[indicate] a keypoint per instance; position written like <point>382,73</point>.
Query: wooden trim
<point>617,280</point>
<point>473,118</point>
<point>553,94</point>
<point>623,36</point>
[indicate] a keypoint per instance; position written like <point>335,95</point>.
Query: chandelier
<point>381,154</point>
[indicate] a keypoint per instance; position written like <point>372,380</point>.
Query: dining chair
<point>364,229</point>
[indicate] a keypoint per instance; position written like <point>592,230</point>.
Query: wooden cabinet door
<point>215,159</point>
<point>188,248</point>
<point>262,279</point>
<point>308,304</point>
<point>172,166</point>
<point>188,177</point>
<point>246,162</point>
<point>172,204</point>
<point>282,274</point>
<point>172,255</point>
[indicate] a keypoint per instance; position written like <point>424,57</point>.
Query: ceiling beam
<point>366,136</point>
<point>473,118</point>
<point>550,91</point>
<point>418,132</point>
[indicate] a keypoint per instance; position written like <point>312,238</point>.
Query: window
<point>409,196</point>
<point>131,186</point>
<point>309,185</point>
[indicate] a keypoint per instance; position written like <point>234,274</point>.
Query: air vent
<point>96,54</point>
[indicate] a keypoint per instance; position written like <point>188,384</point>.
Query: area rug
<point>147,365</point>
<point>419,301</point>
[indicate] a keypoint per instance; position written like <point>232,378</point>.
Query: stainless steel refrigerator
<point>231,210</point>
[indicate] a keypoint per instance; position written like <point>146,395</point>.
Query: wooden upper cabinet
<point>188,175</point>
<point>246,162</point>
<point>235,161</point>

——————————

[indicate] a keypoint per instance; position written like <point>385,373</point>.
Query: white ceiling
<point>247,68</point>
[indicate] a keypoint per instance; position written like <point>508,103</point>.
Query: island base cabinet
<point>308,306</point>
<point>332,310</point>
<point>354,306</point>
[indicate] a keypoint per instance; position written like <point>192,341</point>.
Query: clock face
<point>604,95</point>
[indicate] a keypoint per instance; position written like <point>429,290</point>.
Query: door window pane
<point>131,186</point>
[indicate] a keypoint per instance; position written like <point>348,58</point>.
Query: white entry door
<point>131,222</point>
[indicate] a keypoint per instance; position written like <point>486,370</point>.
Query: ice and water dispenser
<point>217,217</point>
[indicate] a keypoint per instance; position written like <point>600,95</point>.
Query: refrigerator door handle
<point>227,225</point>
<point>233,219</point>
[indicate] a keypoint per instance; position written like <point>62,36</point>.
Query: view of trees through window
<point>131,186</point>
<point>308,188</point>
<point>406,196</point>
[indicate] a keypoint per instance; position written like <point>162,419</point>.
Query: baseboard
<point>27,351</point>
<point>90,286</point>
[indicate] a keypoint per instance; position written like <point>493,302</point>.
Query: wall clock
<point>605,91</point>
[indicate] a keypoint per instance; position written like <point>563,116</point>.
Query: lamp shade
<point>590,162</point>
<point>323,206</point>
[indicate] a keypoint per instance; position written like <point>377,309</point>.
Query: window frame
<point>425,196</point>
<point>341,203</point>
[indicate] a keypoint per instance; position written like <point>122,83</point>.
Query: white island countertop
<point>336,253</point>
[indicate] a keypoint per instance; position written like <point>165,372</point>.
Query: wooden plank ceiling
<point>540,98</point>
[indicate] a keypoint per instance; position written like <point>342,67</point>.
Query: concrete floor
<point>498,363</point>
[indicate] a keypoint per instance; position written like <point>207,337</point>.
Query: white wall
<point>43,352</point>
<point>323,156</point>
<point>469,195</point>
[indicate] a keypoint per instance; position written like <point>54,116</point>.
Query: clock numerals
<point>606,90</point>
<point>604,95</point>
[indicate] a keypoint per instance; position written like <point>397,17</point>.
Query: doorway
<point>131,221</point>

——————————

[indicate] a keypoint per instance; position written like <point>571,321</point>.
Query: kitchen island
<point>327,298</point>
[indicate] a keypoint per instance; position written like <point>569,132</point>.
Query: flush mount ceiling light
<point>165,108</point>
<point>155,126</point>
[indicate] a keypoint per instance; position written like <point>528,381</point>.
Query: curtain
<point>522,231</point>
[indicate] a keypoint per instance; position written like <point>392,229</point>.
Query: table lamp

——————————

--- Written problem ---
Turn the lines of the records above, from the line containing "written like <point>382,73</point>." through the line containing "<point>381,154</point>", both included, into a Markdown table. Use a Row column for the running number and a Text column for each line, and skip any blank lines.

--- Answer for the task ---
| Row | Text |
|---|---|
| 1 | [indicate] a keypoint per instance; position written like <point>382,73</point>. |
| 2 | Query: wooden trim |
| 3 | <point>617,280</point> |
| 4 | <point>473,118</point> |
| 5 | <point>553,94</point> |
| 6 | <point>623,36</point> |
| 7 | [indicate] a keypoint per instance; position written like <point>335,95</point>. |
| 8 | Query: chandelier |
| 9 | <point>381,154</point> |